:: Your goal ::
Using the line that contains "Where can the person in black" as the start, restate each line word for word through the final line of the material below, and return only those.

◇ ◇ ◇

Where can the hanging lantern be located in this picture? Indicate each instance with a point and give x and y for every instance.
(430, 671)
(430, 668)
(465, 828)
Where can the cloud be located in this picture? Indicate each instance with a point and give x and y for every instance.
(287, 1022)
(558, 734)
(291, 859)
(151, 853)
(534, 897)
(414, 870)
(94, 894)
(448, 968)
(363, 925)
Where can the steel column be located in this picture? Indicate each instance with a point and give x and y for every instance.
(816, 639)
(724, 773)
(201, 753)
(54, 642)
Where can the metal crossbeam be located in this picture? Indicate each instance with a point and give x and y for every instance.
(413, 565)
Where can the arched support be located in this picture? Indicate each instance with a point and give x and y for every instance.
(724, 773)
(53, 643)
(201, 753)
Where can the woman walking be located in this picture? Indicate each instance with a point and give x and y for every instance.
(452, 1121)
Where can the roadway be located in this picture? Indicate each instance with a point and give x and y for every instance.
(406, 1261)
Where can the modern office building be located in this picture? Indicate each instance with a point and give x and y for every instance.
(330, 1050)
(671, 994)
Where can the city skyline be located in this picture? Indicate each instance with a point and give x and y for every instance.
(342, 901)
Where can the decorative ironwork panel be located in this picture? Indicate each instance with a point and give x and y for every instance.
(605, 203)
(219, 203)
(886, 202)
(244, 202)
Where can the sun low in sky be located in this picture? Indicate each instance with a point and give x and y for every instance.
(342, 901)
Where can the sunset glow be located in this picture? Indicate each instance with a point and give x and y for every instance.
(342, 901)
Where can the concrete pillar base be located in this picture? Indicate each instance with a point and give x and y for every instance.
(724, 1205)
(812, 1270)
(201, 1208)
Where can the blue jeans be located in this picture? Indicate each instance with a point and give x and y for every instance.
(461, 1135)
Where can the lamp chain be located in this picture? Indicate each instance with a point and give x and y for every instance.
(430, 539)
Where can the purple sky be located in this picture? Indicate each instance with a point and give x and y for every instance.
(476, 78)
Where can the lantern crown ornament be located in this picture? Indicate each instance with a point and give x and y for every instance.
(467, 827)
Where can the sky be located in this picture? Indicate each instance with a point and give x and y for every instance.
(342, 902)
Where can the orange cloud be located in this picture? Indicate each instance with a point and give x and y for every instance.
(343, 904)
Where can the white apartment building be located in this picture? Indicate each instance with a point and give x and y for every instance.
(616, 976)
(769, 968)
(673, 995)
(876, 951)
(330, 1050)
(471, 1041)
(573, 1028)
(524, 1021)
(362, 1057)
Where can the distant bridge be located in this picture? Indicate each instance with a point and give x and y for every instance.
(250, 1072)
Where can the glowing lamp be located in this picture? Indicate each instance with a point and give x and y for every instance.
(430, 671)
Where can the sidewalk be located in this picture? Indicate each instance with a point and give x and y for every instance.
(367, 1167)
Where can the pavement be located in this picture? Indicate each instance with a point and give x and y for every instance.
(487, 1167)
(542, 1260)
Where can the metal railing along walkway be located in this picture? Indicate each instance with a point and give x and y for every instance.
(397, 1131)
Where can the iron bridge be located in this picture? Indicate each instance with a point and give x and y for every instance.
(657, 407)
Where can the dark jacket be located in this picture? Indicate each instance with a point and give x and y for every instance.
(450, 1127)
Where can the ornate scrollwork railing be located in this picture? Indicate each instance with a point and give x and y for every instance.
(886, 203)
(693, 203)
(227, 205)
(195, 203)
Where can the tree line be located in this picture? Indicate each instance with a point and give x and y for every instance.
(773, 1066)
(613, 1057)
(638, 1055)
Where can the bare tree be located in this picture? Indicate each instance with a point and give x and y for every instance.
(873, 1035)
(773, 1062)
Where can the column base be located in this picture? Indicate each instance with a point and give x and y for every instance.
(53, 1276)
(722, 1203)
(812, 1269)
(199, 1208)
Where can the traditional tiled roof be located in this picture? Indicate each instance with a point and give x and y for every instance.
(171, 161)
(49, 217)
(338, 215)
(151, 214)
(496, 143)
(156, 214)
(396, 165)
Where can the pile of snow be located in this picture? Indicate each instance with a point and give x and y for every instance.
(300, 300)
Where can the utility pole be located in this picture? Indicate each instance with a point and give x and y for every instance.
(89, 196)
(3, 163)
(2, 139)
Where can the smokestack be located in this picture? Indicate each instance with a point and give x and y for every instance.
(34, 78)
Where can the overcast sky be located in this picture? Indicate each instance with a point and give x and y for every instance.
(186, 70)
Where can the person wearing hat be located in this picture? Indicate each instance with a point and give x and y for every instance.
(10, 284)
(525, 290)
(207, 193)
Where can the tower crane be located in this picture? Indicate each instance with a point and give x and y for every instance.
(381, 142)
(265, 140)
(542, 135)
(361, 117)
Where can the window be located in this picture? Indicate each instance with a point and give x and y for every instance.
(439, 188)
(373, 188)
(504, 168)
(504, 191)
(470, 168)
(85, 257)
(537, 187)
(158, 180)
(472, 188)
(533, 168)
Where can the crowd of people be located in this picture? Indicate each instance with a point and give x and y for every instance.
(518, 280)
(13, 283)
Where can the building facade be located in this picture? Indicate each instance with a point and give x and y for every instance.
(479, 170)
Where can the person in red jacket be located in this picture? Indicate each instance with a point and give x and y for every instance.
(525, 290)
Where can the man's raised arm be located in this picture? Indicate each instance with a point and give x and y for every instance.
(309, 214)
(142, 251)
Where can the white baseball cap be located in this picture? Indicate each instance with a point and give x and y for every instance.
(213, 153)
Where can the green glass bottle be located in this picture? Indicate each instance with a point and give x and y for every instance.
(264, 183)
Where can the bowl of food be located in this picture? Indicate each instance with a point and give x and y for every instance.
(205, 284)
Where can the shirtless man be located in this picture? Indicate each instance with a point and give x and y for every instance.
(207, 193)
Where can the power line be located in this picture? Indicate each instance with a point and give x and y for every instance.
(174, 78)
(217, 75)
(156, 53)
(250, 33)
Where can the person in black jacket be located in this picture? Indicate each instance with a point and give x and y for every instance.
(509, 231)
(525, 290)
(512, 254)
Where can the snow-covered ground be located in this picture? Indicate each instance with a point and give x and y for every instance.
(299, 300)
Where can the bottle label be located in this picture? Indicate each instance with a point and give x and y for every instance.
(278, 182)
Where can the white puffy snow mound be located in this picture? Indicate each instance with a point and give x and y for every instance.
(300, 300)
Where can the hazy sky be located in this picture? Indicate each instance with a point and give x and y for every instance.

◇ ◇ ◇

:: Result for this exercise ::
Where can the person in black jacket be located in this picture? Indicate each instance with a point and give x and y for every instance.
(509, 231)
(525, 290)
(512, 254)
Where can the snow-covered ground be located in this picture? Indicate each instance with a point and give x and y for every instance.
(299, 300)
Where can the bottle label be located in this picture? Indicate each instance with a point and give x and y for every instance.
(278, 182)
Where can the white puffy snow mound be located in this picture? Indicate each instance with a point and give x and y for every instance.
(300, 300)
Where can the hazy sky be located in this picture? Indicate each instance with a point and give x and y for every instance.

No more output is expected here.